═══ Task data

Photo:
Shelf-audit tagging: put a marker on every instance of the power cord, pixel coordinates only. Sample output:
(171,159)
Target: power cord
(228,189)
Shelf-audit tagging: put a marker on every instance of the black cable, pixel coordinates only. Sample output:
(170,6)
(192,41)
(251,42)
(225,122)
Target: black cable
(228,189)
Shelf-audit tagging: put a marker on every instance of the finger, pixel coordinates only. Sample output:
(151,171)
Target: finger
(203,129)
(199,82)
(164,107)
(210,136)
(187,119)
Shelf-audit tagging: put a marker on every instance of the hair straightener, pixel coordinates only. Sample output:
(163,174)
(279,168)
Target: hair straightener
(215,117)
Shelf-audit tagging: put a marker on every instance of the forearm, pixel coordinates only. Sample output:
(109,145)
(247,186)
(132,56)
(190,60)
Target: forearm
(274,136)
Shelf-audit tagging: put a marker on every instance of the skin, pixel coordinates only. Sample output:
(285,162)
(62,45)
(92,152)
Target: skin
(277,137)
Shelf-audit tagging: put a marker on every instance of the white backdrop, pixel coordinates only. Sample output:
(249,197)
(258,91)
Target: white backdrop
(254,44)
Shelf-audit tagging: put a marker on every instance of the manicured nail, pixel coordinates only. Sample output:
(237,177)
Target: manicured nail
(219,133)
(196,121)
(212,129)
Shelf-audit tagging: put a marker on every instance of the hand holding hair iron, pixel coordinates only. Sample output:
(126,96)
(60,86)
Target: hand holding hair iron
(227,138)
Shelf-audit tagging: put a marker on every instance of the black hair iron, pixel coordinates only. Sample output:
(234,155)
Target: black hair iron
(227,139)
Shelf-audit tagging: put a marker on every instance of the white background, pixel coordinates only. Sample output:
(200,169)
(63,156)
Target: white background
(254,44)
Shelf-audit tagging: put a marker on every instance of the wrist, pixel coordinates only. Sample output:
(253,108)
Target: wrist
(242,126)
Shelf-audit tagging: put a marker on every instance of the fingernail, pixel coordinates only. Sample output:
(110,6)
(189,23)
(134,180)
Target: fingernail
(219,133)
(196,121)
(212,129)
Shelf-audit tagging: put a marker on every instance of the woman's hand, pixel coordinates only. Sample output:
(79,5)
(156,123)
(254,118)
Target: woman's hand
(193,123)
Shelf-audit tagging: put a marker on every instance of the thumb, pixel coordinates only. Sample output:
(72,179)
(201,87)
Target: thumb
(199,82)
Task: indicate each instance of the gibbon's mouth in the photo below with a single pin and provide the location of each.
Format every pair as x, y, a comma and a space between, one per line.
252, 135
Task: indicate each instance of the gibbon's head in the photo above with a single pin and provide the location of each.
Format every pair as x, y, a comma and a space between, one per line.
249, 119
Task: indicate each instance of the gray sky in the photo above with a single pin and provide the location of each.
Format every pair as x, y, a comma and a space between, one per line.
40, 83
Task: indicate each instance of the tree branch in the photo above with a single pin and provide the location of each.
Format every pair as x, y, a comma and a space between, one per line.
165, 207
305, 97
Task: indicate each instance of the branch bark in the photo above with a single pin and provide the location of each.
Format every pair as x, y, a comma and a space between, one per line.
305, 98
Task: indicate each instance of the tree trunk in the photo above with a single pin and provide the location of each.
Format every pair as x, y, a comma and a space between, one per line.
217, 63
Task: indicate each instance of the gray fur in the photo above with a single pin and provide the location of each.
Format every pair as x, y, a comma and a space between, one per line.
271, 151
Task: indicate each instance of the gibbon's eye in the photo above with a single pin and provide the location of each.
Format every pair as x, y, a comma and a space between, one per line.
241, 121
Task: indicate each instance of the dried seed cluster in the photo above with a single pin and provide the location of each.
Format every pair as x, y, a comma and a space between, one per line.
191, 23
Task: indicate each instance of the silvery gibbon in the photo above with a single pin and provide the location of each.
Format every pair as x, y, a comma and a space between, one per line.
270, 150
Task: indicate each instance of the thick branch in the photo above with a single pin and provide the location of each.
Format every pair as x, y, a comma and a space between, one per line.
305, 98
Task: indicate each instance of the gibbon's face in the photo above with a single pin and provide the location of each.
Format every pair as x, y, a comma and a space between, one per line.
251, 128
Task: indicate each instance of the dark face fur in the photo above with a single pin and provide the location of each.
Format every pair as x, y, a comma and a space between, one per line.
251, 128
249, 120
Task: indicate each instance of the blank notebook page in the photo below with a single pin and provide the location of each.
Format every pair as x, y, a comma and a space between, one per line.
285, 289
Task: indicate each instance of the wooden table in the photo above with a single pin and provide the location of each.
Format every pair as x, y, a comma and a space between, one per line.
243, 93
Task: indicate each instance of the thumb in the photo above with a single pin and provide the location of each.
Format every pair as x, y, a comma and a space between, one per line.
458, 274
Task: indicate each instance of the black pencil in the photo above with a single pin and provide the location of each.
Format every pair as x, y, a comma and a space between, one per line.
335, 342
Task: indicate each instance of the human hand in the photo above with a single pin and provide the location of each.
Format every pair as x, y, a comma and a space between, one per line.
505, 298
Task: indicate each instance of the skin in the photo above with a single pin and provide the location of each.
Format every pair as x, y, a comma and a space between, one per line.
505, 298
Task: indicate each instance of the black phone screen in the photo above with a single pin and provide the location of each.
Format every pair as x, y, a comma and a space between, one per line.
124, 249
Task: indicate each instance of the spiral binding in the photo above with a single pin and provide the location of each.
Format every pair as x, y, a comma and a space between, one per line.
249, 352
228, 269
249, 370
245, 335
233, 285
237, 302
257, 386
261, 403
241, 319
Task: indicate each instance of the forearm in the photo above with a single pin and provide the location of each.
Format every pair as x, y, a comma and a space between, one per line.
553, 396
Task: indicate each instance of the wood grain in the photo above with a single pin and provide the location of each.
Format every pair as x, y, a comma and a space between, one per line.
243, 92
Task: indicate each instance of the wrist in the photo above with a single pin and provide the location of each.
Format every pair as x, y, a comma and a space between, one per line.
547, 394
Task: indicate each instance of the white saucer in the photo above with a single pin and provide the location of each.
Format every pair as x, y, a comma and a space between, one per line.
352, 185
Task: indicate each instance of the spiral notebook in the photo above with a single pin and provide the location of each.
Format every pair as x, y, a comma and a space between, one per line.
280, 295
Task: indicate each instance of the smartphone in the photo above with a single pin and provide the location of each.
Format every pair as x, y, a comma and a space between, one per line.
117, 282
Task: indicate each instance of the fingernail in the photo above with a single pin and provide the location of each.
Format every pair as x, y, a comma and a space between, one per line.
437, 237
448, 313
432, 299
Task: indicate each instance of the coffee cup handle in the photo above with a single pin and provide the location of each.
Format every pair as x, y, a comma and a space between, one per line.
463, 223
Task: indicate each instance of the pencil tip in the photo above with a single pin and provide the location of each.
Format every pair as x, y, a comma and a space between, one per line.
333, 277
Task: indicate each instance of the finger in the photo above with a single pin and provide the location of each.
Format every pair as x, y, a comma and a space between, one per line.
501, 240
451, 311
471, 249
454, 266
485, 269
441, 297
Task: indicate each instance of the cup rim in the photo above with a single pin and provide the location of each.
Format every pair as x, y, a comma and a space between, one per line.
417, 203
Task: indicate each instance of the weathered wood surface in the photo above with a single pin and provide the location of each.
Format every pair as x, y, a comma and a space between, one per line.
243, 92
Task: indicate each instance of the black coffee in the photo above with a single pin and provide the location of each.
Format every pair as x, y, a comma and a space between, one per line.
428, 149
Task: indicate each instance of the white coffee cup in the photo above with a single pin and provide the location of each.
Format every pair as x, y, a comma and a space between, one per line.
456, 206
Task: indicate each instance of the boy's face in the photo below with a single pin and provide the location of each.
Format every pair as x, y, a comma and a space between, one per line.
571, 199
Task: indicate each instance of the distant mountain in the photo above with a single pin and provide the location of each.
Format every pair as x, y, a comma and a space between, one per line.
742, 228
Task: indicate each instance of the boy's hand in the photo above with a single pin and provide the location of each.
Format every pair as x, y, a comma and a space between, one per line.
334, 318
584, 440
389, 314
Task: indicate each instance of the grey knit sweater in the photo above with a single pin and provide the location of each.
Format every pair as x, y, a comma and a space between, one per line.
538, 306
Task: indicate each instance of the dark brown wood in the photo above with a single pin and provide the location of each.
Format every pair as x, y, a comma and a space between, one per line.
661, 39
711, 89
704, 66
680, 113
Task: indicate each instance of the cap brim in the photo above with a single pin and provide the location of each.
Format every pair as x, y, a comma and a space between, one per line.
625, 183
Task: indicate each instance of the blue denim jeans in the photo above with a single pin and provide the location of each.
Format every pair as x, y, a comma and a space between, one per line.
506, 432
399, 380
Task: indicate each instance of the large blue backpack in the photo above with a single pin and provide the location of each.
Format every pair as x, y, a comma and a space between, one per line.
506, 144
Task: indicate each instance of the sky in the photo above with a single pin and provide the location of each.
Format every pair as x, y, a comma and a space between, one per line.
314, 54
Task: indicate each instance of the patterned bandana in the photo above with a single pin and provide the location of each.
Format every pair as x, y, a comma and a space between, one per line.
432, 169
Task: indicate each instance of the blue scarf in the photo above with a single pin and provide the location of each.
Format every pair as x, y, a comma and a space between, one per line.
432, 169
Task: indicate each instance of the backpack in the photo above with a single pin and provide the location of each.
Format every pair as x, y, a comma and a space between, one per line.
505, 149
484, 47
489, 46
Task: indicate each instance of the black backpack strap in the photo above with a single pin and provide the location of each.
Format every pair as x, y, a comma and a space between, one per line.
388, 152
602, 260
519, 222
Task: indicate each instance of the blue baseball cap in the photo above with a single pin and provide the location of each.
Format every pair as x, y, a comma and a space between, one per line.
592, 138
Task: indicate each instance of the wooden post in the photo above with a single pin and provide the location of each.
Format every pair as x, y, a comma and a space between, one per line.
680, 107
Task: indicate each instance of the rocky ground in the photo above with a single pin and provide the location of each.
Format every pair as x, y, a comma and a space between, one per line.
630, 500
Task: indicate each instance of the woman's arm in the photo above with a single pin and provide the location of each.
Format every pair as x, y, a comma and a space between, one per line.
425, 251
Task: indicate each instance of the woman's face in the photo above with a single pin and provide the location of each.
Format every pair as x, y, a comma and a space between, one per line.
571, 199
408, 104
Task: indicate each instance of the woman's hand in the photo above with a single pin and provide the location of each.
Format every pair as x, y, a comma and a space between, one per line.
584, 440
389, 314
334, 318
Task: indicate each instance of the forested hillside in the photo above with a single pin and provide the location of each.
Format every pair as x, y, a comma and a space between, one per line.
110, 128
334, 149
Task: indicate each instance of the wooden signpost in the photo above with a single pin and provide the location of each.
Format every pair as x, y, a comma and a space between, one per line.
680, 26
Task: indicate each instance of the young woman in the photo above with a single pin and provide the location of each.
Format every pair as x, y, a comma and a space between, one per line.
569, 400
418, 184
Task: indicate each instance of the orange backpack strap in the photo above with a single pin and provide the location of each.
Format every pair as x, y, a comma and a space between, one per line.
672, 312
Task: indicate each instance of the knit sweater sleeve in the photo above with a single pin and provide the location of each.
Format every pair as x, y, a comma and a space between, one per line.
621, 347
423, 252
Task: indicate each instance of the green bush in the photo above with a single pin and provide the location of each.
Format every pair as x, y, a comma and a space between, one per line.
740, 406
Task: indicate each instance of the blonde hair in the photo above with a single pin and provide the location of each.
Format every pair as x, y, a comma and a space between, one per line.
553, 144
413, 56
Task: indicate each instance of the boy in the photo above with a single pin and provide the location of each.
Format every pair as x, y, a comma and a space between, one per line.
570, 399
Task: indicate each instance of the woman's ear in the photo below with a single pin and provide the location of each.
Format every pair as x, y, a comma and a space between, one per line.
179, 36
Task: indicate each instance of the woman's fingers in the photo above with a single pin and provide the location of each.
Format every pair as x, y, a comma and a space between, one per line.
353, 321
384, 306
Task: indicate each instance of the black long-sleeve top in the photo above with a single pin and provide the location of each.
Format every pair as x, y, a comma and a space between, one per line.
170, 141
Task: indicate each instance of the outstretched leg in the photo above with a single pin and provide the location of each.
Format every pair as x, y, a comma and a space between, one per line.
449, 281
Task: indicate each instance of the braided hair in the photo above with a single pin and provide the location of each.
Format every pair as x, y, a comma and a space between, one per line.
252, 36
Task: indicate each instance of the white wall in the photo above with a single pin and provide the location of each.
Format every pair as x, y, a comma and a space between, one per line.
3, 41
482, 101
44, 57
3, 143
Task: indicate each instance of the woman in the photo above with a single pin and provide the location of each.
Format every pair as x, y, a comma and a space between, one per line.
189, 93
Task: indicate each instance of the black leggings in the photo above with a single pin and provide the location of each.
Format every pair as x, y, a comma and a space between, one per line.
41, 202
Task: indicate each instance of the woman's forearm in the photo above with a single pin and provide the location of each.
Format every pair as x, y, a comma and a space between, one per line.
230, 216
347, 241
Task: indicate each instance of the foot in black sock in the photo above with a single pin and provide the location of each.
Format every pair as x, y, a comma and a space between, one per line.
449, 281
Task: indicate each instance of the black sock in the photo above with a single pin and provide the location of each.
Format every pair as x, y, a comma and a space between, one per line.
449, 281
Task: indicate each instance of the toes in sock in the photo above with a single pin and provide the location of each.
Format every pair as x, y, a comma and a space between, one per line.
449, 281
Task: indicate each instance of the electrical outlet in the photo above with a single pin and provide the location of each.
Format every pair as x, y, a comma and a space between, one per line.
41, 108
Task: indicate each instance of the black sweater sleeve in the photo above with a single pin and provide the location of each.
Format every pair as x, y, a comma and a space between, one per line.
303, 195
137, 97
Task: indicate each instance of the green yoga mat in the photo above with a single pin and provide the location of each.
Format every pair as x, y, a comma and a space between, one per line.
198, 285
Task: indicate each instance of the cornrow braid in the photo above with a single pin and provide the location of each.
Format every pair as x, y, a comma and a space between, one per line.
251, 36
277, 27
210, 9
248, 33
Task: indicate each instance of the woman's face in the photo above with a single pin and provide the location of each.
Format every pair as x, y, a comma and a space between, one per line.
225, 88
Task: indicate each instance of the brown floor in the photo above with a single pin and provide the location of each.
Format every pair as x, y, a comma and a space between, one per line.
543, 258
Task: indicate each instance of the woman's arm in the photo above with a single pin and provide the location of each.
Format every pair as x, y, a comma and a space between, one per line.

══════

#### Problem:
Find the lines above that contain "gray" and report their number, without comment.

#### Answer to this task:
2